Korte opgave 1 ▸ Neem uit de tekst over inkomensgegevens van huurders letterlijk het stuk over dat begint met "Belanghebbende, X, is" en doorloopt tot en met "dit verzet niet-ontvankelijk.".
Korte opgave 2 ▸ Noem alle beslissingen die de afdeling in de laatste zin van de tekst over inkomensgegevens van huurders neemt.
Korte opgave 3 ▸ Hoe beslist de Staatssecretaris van Financiën volgens de tekst over inkomensgegevens van huurders over het verzet van X?

De Afdeling Bestuursrechtspraak van de Raad van State oordeelt dat de Belastingdienst inkomensgegevens van huurders van sociale huurwoningen niet mag verstrekken aan hun verhuurders.

Belanghebbende, X, is huurder van een woning in de sociale sector. Desgevraagd verstrekt de Belastingdienst gegevens over het inkomen van X aan de verhuurder. X doet verzet tegen deze verwerking van persoonsgegevens. De Staatssecretaris van Financiën verklaart dit verzet niet-ontvankelijk.

De Afdeling Bestuursrechtspraak van de Raad van State oordeelt dat de Belastingdienst inkomensgegevens van huurders van sociale huurwoningen niet mag verstrekken aan hun verhuurders. De afdeling is van oordeel dat een verplichting voor de Belastingdienst om inkomensgegevens te verstrekken aan verhuurders van sociale huurwoningen uitdrukkelijk en duidelijk in de wet moet staan. Zo'n expliciete wettelijke verplichting ontbreekt nu, terwijl die wel nodig is omdat de Belastingdienst gegevens die hij ontvangt ex. art. 67 AWR niet aan anderen mag geven, tenzij de wet hem expliciet verplicht om deze gegevens te verstrekken. Gelet op deze geheimhoudingsplicht is niet toelaatbaar dat zo'n verplichting 'uitsluitend wordt afgeleid uit de totstandkomingsgeschiedenis van of de samenhang tussen wettelijke bepalingen of wordt verondersteld omwille van de effectiviteit van een wettelijke regeling'. De afdeling verklaart het hoger beroep van de staatssecretaris ongegrond en verklaart het verzet van X alsnog gegrond en draagt de Belastingdienst op de verstrekking van inkomensgegevens te beëindigen.

Gegeven lijst ▸
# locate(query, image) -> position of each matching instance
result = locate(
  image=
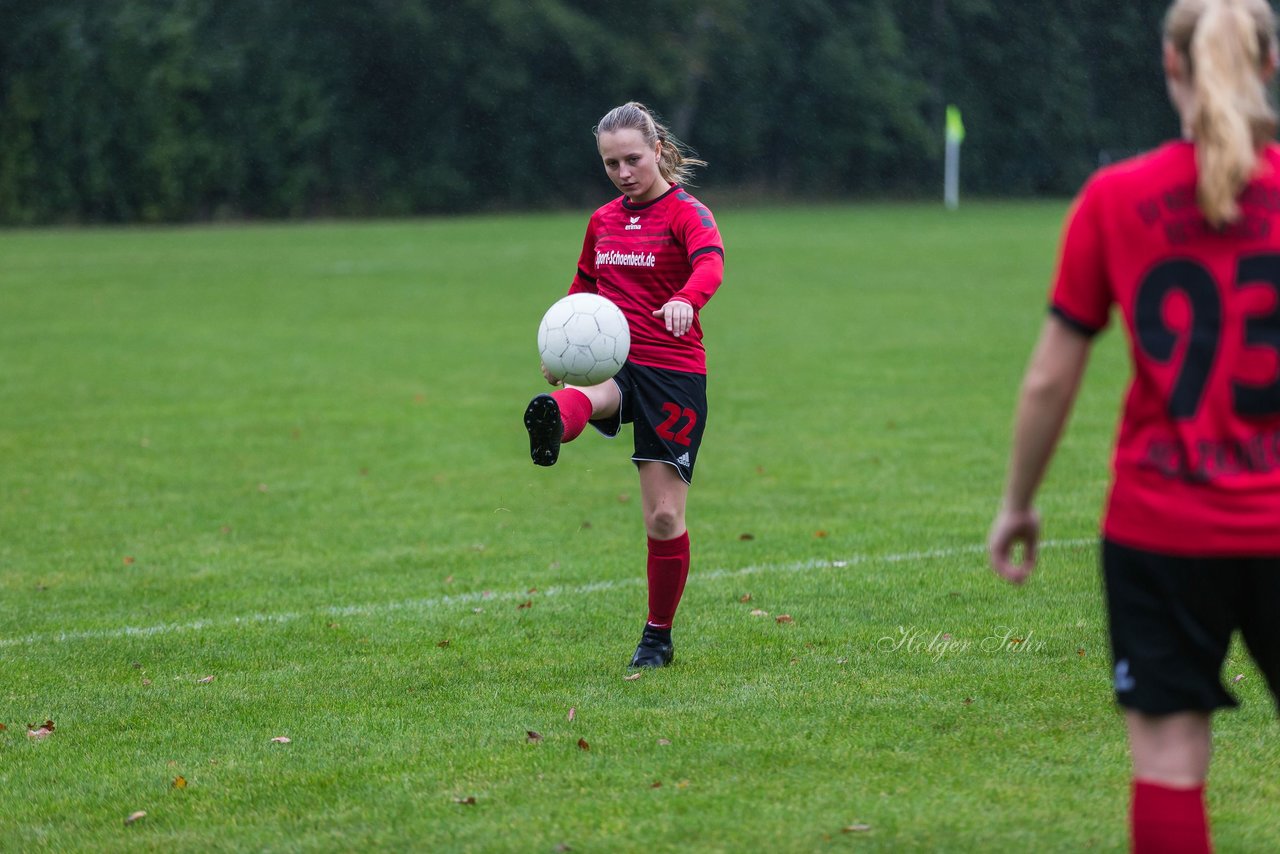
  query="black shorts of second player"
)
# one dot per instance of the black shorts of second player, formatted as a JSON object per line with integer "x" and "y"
{"x": 668, "y": 410}
{"x": 1171, "y": 621}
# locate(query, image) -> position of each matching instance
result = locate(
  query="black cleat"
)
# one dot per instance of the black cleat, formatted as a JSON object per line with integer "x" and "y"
{"x": 545, "y": 428}
{"x": 656, "y": 648}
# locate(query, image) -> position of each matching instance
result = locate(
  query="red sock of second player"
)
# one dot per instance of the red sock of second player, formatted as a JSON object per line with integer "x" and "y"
{"x": 575, "y": 411}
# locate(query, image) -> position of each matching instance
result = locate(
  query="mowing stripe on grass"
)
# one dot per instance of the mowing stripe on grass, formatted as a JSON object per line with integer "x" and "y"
{"x": 485, "y": 596}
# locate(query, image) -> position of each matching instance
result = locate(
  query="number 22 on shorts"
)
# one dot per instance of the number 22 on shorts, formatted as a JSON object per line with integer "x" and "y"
{"x": 664, "y": 430}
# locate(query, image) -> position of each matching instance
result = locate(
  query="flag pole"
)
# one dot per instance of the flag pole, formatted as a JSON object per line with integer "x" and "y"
{"x": 951, "y": 178}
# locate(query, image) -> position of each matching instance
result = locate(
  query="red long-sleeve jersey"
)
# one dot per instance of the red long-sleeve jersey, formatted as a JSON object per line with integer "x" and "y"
{"x": 640, "y": 257}
{"x": 1197, "y": 455}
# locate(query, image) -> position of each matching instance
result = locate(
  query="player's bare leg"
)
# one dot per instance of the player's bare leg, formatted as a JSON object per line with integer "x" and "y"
{"x": 560, "y": 416}
{"x": 1170, "y": 762}
{"x": 663, "y": 494}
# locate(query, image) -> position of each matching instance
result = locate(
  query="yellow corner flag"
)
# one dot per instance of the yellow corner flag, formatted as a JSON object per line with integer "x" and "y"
{"x": 955, "y": 127}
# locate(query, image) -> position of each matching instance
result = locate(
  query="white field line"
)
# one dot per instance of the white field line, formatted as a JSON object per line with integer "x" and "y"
{"x": 472, "y": 598}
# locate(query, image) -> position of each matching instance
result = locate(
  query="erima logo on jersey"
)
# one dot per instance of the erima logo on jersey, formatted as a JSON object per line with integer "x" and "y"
{"x": 1124, "y": 681}
{"x": 625, "y": 259}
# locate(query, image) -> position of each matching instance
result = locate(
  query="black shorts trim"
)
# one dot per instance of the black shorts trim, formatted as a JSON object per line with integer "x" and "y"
{"x": 1171, "y": 621}
{"x": 667, "y": 410}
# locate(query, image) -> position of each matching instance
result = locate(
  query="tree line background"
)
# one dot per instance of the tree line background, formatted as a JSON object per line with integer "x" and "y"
{"x": 161, "y": 110}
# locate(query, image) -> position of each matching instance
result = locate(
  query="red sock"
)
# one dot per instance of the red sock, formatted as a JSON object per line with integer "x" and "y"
{"x": 575, "y": 411}
{"x": 1164, "y": 820}
{"x": 668, "y": 570}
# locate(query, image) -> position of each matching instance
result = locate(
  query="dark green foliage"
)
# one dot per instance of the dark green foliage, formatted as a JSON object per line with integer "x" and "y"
{"x": 138, "y": 110}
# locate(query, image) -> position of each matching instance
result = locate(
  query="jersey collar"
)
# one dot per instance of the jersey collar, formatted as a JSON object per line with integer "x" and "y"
{"x": 630, "y": 205}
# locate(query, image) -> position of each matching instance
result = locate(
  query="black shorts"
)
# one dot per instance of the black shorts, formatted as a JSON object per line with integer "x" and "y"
{"x": 668, "y": 410}
{"x": 1171, "y": 621}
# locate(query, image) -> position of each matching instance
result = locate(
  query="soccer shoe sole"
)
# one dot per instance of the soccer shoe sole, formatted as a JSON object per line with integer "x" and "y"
{"x": 545, "y": 428}
{"x": 653, "y": 656}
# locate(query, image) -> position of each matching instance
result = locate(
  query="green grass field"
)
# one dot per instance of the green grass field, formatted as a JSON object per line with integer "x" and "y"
{"x": 289, "y": 459}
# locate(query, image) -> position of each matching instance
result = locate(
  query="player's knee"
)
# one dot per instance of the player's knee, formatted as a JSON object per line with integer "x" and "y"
{"x": 664, "y": 523}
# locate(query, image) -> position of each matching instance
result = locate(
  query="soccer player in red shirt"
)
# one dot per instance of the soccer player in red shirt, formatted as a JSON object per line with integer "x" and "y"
{"x": 657, "y": 254}
{"x": 1184, "y": 242}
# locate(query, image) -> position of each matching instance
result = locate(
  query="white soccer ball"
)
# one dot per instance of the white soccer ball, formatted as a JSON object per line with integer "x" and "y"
{"x": 584, "y": 339}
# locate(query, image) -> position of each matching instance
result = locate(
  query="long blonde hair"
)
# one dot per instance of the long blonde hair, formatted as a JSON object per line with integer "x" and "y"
{"x": 1225, "y": 46}
{"x": 675, "y": 161}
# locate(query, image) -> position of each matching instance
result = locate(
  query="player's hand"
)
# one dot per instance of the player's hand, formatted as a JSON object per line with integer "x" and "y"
{"x": 677, "y": 315}
{"x": 1011, "y": 529}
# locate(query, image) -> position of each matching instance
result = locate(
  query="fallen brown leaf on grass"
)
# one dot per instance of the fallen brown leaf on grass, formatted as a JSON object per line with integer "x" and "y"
{"x": 40, "y": 731}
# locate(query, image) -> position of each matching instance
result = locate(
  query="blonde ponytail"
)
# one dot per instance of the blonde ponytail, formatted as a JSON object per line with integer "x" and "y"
{"x": 1226, "y": 45}
{"x": 675, "y": 160}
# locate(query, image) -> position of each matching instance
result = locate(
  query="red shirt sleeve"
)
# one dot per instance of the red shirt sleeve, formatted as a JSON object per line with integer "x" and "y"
{"x": 584, "y": 281}
{"x": 696, "y": 231}
{"x": 1082, "y": 292}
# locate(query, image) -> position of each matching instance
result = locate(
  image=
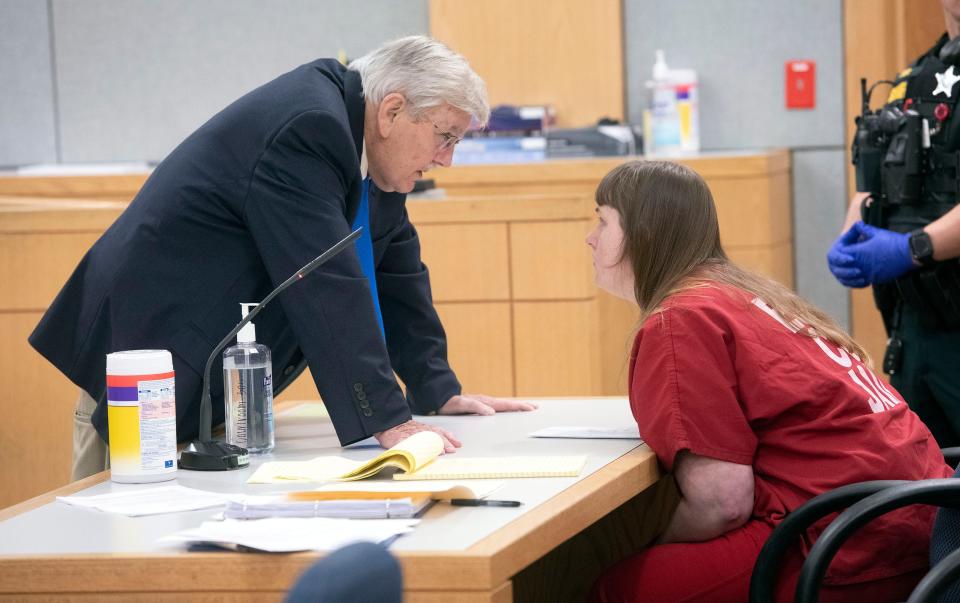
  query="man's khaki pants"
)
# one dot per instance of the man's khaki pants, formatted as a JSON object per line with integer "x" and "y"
{"x": 90, "y": 453}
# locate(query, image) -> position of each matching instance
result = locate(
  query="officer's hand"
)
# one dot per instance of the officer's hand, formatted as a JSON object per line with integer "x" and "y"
{"x": 880, "y": 255}
{"x": 477, "y": 404}
{"x": 393, "y": 436}
{"x": 842, "y": 264}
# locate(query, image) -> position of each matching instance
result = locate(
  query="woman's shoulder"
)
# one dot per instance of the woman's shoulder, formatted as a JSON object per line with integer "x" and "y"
{"x": 707, "y": 299}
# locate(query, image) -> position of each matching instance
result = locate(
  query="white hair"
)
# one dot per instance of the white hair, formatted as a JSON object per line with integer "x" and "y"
{"x": 427, "y": 73}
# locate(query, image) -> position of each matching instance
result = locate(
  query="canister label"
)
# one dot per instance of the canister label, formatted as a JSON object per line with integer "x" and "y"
{"x": 142, "y": 420}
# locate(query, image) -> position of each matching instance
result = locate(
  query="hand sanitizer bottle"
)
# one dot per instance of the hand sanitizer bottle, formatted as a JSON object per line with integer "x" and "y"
{"x": 248, "y": 391}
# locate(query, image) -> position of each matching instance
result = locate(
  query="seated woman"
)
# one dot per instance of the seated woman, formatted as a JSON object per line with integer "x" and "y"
{"x": 756, "y": 402}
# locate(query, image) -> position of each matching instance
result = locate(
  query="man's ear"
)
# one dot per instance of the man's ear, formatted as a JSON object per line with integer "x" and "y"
{"x": 389, "y": 111}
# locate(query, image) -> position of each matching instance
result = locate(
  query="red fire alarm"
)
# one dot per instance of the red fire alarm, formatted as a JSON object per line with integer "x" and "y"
{"x": 801, "y": 84}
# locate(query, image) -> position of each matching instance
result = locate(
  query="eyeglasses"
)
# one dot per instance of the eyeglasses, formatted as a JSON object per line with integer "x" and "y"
{"x": 448, "y": 139}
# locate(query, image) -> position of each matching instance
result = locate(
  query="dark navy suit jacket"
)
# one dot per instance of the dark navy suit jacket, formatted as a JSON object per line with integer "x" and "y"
{"x": 266, "y": 185}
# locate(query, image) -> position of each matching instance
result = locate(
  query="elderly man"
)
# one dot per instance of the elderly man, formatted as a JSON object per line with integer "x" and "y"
{"x": 266, "y": 185}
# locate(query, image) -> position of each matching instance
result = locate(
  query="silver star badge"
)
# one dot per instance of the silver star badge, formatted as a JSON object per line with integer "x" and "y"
{"x": 945, "y": 81}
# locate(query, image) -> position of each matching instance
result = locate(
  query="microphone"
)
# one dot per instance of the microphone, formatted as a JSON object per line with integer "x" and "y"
{"x": 205, "y": 453}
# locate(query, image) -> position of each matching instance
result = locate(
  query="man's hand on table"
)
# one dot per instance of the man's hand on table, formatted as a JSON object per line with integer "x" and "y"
{"x": 464, "y": 404}
{"x": 389, "y": 438}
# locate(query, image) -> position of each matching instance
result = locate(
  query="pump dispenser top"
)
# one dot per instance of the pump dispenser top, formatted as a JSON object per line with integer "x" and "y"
{"x": 248, "y": 334}
{"x": 660, "y": 70}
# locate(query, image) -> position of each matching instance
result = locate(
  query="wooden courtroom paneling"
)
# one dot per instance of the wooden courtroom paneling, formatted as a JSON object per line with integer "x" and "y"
{"x": 479, "y": 343}
{"x": 566, "y": 177}
{"x": 37, "y": 426}
{"x": 116, "y": 187}
{"x": 754, "y": 210}
{"x": 618, "y": 327}
{"x": 569, "y": 55}
{"x": 467, "y": 262}
{"x": 557, "y": 348}
{"x": 551, "y": 260}
{"x": 775, "y": 261}
{"x": 881, "y": 37}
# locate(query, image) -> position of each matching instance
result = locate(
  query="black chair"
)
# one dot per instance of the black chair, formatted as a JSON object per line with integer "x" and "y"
{"x": 358, "y": 572}
{"x": 863, "y": 502}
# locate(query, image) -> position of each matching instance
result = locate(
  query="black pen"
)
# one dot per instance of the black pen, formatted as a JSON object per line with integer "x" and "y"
{"x": 483, "y": 502}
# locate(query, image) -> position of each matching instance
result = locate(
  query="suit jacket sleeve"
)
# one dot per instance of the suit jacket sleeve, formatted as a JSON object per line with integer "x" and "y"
{"x": 415, "y": 337}
{"x": 295, "y": 210}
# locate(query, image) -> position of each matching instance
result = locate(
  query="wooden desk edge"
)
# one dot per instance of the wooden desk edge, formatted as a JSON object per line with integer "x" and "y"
{"x": 484, "y": 566}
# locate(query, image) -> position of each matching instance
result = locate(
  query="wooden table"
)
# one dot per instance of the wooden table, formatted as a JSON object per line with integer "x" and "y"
{"x": 550, "y": 549}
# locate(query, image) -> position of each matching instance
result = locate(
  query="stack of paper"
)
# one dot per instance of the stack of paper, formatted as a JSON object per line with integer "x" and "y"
{"x": 259, "y": 507}
{"x": 630, "y": 432}
{"x": 288, "y": 534}
{"x": 353, "y": 500}
{"x": 149, "y": 501}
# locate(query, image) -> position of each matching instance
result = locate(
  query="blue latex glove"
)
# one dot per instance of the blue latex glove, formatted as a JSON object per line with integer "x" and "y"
{"x": 842, "y": 264}
{"x": 866, "y": 255}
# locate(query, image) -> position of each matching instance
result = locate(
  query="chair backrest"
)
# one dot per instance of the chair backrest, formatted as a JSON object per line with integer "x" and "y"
{"x": 944, "y": 540}
{"x": 358, "y": 572}
{"x": 763, "y": 581}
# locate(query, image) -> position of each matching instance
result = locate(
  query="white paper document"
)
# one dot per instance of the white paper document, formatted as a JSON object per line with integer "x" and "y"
{"x": 289, "y": 534}
{"x": 149, "y": 501}
{"x": 259, "y": 507}
{"x": 631, "y": 432}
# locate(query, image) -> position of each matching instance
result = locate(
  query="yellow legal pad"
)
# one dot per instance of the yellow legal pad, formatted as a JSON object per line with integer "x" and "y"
{"x": 409, "y": 455}
{"x": 416, "y": 458}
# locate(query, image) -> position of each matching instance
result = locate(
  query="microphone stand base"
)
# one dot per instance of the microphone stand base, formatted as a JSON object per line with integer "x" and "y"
{"x": 213, "y": 456}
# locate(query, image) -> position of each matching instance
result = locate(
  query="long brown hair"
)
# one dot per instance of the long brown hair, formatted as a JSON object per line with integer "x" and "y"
{"x": 672, "y": 242}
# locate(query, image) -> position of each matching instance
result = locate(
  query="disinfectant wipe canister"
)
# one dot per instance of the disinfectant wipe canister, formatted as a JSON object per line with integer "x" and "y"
{"x": 142, "y": 416}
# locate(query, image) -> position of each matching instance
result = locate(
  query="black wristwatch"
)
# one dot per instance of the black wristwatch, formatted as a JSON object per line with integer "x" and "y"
{"x": 921, "y": 247}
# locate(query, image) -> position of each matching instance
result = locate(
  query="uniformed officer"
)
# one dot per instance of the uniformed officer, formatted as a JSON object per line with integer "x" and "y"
{"x": 902, "y": 233}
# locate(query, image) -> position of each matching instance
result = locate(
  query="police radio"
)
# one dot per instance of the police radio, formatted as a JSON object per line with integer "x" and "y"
{"x": 888, "y": 151}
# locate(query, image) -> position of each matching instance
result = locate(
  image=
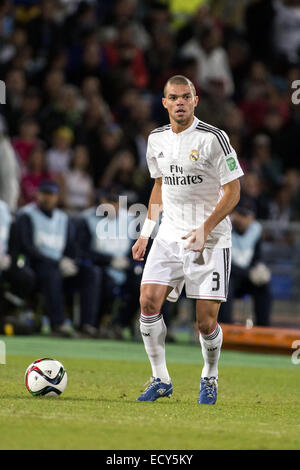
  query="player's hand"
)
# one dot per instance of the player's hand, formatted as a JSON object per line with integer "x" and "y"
{"x": 139, "y": 248}
{"x": 197, "y": 238}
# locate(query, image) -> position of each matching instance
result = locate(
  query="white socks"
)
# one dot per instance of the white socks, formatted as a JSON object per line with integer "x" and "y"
{"x": 211, "y": 348}
{"x": 154, "y": 330}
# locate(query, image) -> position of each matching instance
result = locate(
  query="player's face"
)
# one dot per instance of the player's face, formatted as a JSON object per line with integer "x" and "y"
{"x": 180, "y": 102}
{"x": 47, "y": 201}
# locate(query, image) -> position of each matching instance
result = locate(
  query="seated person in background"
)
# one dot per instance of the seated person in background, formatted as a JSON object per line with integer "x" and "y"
{"x": 19, "y": 278}
{"x": 102, "y": 244}
{"x": 248, "y": 274}
{"x": 47, "y": 240}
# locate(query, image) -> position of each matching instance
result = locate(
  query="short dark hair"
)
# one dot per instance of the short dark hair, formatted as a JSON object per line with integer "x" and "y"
{"x": 180, "y": 80}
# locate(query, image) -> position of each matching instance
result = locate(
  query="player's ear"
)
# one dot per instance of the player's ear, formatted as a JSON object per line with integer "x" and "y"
{"x": 164, "y": 102}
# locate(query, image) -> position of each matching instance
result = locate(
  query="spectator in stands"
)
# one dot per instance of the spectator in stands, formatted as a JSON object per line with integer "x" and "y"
{"x": 47, "y": 240}
{"x": 26, "y": 140}
{"x": 121, "y": 171}
{"x": 59, "y": 156}
{"x": 18, "y": 276}
{"x": 212, "y": 58}
{"x": 9, "y": 171}
{"x": 77, "y": 182}
{"x": 267, "y": 166}
{"x": 35, "y": 172}
{"x": 249, "y": 275}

Uitgewerkt antwoord 1 ▸
Belanghebbende, X, is huurder van een woning in de sociale sector. Desgevraagd verstrekt de Belastingdienst gegevens over het inkomen van X aan de verhuurder. X doet verzet tegen deze verwerking van persoonsgegevens. De Staatssecretaris van Financiën verklaart dit verzet niet-ontvankelijk.

Uitgewerkt antwoord 2 ▸
- Het hoger beroep van de staatssecretaris wordt ongegrond verklaard.
- Het verzet van X wordt alsnog gegrond verklaard.
- De Belastingdienst krijgt opdracht de verstrekking van inkomensgegevens te beëindigen.

Uitgewerkt antwoord 3 ▸ Hij verklaart het verzet niet-ontvankelijk.